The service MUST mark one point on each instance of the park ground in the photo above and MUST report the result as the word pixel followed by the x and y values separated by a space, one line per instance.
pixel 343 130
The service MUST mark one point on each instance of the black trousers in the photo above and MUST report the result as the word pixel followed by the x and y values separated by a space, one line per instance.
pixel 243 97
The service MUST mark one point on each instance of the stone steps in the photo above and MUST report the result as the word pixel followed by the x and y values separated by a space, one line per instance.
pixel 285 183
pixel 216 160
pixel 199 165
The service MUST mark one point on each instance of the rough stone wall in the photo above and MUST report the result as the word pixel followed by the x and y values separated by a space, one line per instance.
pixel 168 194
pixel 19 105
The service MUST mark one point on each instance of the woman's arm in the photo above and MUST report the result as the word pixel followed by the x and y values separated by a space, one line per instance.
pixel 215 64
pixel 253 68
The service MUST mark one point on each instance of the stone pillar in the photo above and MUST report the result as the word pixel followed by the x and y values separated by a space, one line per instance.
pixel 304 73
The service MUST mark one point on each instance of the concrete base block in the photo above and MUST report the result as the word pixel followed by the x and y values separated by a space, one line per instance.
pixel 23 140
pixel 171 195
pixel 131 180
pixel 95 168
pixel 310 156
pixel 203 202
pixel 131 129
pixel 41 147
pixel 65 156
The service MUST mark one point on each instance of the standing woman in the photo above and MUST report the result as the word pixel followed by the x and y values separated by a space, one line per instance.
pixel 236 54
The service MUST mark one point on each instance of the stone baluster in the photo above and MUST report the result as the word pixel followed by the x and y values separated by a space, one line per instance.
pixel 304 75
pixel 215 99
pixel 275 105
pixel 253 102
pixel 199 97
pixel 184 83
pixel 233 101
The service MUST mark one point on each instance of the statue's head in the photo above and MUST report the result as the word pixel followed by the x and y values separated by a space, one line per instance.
════
Without changing a word, print all of the entries above.

The service MUST mark one point on each instance of the park ground in the photo above and MUST report the result as the word pixel followed by the x and y values separated by a space, one line per instance.
pixel 343 130
The service MUST mark one point on each instance of the black trousers in the photo above and MUST report the result as the word pixel followed by the x and y values separated by a space, one line per instance.
pixel 243 97
The service MUST mark one point on each instance of the stone steps in the photo above and MUST report the result as the word pixel followed by the x and y values separated by a space, one line per instance.
pixel 285 183
pixel 216 160
pixel 199 165
The service MUST mark one point on each instance of the rough stone wall in the photo above and MUST report the result as the word pixel followed by the x and y values separated by a space, one line per instance.
pixel 168 194
pixel 19 105
The service MUST mark one point on each instance of the woman's arm in the photo above and MUST report the result as the word pixel followed by the x and y values separated by a space, one line per instance.
pixel 215 64
pixel 253 68
The service MUST mark one point on each instance of the stone pillar in the photo above and MUST report the result as the word pixel followed by the x and y values separated by a space, one line per instance.
pixel 304 73
The service MUST mark one point on each instance of the concrete base block in the photo above and MUST report the result as the word pixel followed by the x and y values separated by a space, one line per instance.
pixel 23 140
pixel 171 195
pixel 131 180
pixel 95 168
pixel 310 156
pixel 203 202
pixel 131 129
pixel 41 147
pixel 65 156
The service MUST mark one point on each instance of the standing woman in the photo above and MUST report the result as the word pixel followed by the x and y values separated by a space, one line per instance.
pixel 236 54
The service MUST mark one point on each instance of the stone baluster in the photo above and MUST report the result as the word pixel followed by the x and y values separated by a space, one line per instance.
pixel 304 75
pixel 215 99
pixel 275 105
pixel 253 102
pixel 199 97
pixel 184 83
pixel 233 101
The service MUST mark one point on each instance of the statue's head in the photo above and MUST report the result as the word pixel followed by the x and y values separated by a space, one line per instance.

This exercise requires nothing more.